## [WHAT THE TASK ASKS]
Output the records that follow, with every character intact.

RECORDS SHOWN Block Start

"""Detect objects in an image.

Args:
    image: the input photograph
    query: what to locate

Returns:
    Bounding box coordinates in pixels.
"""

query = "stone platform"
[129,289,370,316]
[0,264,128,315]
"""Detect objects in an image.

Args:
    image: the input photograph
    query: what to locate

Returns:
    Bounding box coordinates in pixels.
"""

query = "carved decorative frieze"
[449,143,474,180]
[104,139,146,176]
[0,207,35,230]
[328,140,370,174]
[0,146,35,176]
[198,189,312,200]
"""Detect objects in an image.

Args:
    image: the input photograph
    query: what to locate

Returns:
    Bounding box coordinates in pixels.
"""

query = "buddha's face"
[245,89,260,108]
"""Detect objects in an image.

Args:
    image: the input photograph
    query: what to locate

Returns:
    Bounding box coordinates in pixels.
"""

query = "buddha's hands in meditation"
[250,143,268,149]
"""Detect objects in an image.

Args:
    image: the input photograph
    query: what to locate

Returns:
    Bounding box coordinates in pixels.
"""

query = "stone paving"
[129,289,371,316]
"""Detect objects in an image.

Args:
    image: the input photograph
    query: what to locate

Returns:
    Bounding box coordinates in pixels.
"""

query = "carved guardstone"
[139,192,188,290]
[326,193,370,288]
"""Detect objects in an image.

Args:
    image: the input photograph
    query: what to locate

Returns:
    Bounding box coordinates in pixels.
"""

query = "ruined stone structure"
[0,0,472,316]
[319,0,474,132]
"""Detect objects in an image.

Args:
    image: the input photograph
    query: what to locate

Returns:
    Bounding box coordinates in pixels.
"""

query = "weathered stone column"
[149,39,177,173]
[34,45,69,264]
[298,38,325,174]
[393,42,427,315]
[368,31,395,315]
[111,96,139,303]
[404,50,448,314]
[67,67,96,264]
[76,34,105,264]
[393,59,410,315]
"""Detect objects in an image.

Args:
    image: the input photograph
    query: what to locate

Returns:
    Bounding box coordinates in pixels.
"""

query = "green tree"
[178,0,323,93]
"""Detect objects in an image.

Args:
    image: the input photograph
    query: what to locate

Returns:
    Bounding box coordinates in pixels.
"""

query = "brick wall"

RECORDS SHOWN Block End

## [EXERCISE ANSWER]
"""Detect objects in an image.

Args:
    image: the input photograph
    query: what to locate

Returns:
    Bounding box coordinates in pixels.
"""

query = "stone platform"
[129,289,370,316]
[0,264,128,315]
"""Detect objects in an image.

Args:
    image: the input photograph
    query: what to locate

Returns:
    Bounding box coordinates in pixels.
"""

query = "carved decorative frieze"
[449,143,474,180]
[104,139,146,176]
[0,207,35,230]
[328,140,370,174]
[0,146,35,176]
[198,189,312,200]
"""Detect objects in an image.

Args:
    image: the input photograph
    query: what to locate

Returns:
    Bounding box coordinates in pixels.
"""

query = "buddha's face"
[245,89,260,108]
"""Detect objects in an image.

Args:
    image: the input photograph
    query: what to locate

Returns:
    Bounding box coordinates in pixels.
"""

query = "buddha's hands in meditation"
[250,143,268,149]
"""Detect objects in an image.

Args:
    image: the input photograph
    query: what to locate

Returns:
    Bounding box coordinates in pixels.
"""

query = "stone paving"
[129,289,371,316]
"""Detect objects in an image.

Args:
    image: the input photograph
    query: what to locate

Returns:
    Bounding box coordinates in pixels.
"""

query = "carved guardstone"
[139,192,188,290]
[326,193,370,288]
"""Detect objects in an image.

Args:
    image: the input photograph
    query: what to locate

Returns:
    Bounding box coordinates in pixels.
"""

query = "ruined stone structure"
[0,0,472,316]
[319,0,474,132]
"""Detect objects in an image.

Args:
    image: the input photograph
    query: what to locate

Returns:
    Bounding box coordinates in pixels.
"""

query = "weathered stone column"
[149,39,177,173]
[34,45,69,264]
[298,38,325,174]
[393,42,427,315]
[368,31,395,315]
[111,96,139,303]
[404,50,448,314]
[67,67,96,264]
[76,34,105,264]
[393,59,410,315]
"""Detect objects in an image.

Args:
    image: the input photograph
    query: what to locate

Returns:
    Bounding box coordinates in pixels.
"""

query = "green tree"
[178,0,323,93]
"""Detect objects in an image.

Args:
    image: the input photograph
    query: what to locate

Returns:
    Bounding box coordinates in pixels.
"""

query = "brick wall"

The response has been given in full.